抜粋本文:
--- --- ---
ウィズコロナ時代、アフターコロナ時代、新たな価値創造が求められるなか必要不可欠な戦略として注目されている「ブランド価値創造」に焦点を当てながら中小企業におけるブランド力向上のヒントを “ブランディングレポート” として全8回にわたりお届けします。
“Ame to Tsuchi, Inc. Branding Report”
ブランド戦略を立案した後は「ブランディングツールの開発」と「ブランド運用」という2つのプロセスによって戦略を具体化していきます。ここまで来たら着実かつ大胆な戦略の実行が必要不可欠です。2つのプロセスの内容のほか、ブランド構築の成功事例について解説します。
ブランディングを適切に行うための手順
ブランドを構築するステップは「現状把握」「ブランド定義」「ブランド戦略の立案」「ブランディングツールの開発」「ブランド運用」の5つで、これらのプロセスを通して行われます。
「現状把握」はブランド構築の入り口であり、最も重要なプロセスのひとつです。その理由はメンバー間の目線を合わせることが後々のプロセスにおいて重要になってくるからです。
--- --- ---
出題内容: 抜粋本文で、ブランド構築の入り口とされているプロセスは何か、答えてください。

提供データ:
--- --- ---
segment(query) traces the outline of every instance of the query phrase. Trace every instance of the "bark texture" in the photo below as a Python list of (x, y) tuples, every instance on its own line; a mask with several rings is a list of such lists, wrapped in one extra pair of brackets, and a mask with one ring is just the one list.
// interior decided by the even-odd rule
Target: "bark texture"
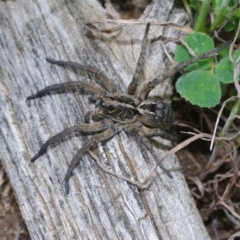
--- --- ---
回答結果: 現状把握